#### Aim of the exercise:
Copy the entries below exactly. Images do not belong in the copy.

#### Provided data:
+-------+
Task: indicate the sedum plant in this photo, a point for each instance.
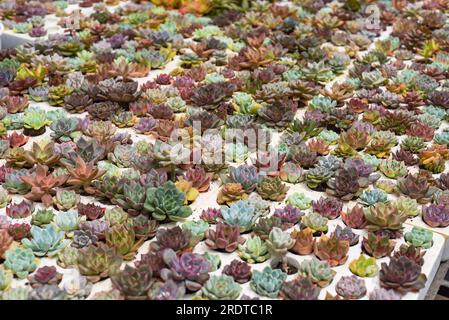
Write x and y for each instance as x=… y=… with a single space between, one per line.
x=267 y=282
x=45 y=241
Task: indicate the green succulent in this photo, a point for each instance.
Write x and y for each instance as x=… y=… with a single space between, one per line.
x=66 y=199
x=45 y=241
x=279 y=242
x=419 y=237
x=5 y=279
x=267 y=282
x=67 y=221
x=255 y=250
x=42 y=217
x=196 y=227
x=115 y=216
x=407 y=206
x=68 y=257
x=393 y=169
x=21 y=261
x=299 y=200
x=167 y=203
x=318 y=271
x=221 y=287
x=364 y=266
x=35 y=119
x=315 y=221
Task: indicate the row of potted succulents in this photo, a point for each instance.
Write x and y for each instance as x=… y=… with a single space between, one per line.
x=89 y=176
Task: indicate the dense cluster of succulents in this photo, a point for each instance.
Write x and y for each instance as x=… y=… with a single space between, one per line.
x=101 y=155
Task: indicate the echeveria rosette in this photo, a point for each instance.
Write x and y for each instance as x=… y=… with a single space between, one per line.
x=192 y=268
x=221 y=287
x=318 y=271
x=419 y=237
x=267 y=282
x=45 y=241
x=167 y=203
x=436 y=215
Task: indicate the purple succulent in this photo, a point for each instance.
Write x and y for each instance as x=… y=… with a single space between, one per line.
x=145 y=125
x=211 y=215
x=346 y=234
x=246 y=175
x=351 y=287
x=362 y=168
x=289 y=215
x=192 y=268
x=436 y=215
x=330 y=208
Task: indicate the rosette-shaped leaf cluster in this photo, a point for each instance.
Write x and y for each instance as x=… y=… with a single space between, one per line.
x=225 y=237
x=241 y=214
x=385 y=218
x=364 y=266
x=239 y=270
x=221 y=287
x=45 y=242
x=332 y=250
x=318 y=271
x=255 y=250
x=419 y=237
x=402 y=275
x=436 y=215
x=272 y=188
x=191 y=268
x=351 y=287
x=300 y=289
x=267 y=282
x=378 y=245
x=167 y=203
x=330 y=208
+-------+
#### Result of this exercise:
Task: indicate the sedum plant in this photo, a point for each instance.
Write x and y for each instance as x=… y=… with a single space between, one per line.
x=267 y=282
x=45 y=241
Task: indicate the green succulent in this photo, a point for each instance.
Write x and y for each instance as x=… y=… with a single space between, one per line.
x=66 y=199
x=45 y=241
x=279 y=242
x=419 y=237
x=5 y=279
x=267 y=282
x=67 y=221
x=255 y=250
x=42 y=217
x=196 y=227
x=115 y=216
x=407 y=206
x=68 y=257
x=393 y=169
x=21 y=261
x=299 y=200
x=167 y=203
x=318 y=271
x=221 y=287
x=364 y=266
x=35 y=119
x=315 y=221
Task: indicate the row of potted succulents in this photo, a point for each instance.
Write x and y for each instance as x=… y=… with a single space between, one per line.
x=89 y=176
Task: indicate the dense cluster of succulents in this photo, a point for each instance.
Write x and y for each instance as x=… y=… with a single space between, one per line.
x=101 y=155
Task: indicate the echeveria rosette in this photo, a point for each instance.
Write x and y for each instance as x=… y=… with a single space between, one per line.
x=192 y=268
x=221 y=287
x=318 y=271
x=419 y=237
x=267 y=282
x=45 y=241
x=167 y=203
x=436 y=215
Task: indicate the purple succulent in this photo, a point for each instance.
Write x and y for each instance as x=… y=… with a single space between, one per line.
x=145 y=125
x=211 y=215
x=346 y=234
x=246 y=175
x=351 y=287
x=362 y=168
x=289 y=215
x=192 y=268
x=436 y=215
x=330 y=208
Task: indicate the rosette-shaped leaf cluster in this photo, a point for each instance.
Write x and y for each instance as x=… y=… with a single space between, one per line.
x=225 y=237
x=241 y=214
x=385 y=218
x=364 y=266
x=239 y=270
x=221 y=287
x=45 y=242
x=332 y=250
x=318 y=271
x=255 y=250
x=419 y=237
x=402 y=275
x=436 y=215
x=272 y=188
x=191 y=268
x=351 y=287
x=300 y=289
x=267 y=282
x=378 y=245
x=167 y=203
x=330 y=208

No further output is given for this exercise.